<<<<

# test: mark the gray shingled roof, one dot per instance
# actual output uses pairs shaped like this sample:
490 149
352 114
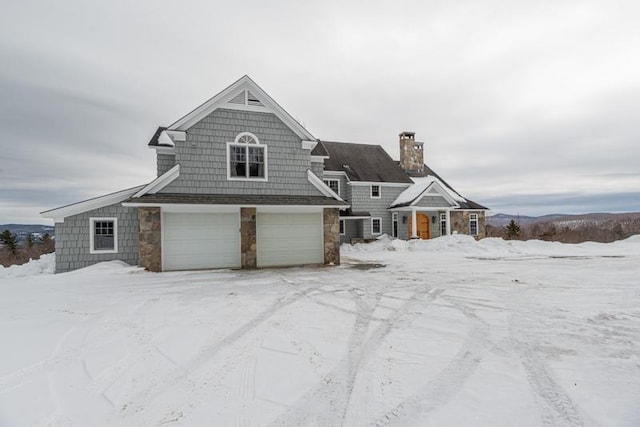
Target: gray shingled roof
361 162
233 199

>>>>

EXERCISE DETAILS ▸
Exactly as written, copy the entries above without their pictures.

SOLUTION ▸
# test: mark the gray shingled roof, one dot per instance
# actual output uses pairs shaped like this sample:
490 149
352 114
Target: gray shingled roof
361 162
233 199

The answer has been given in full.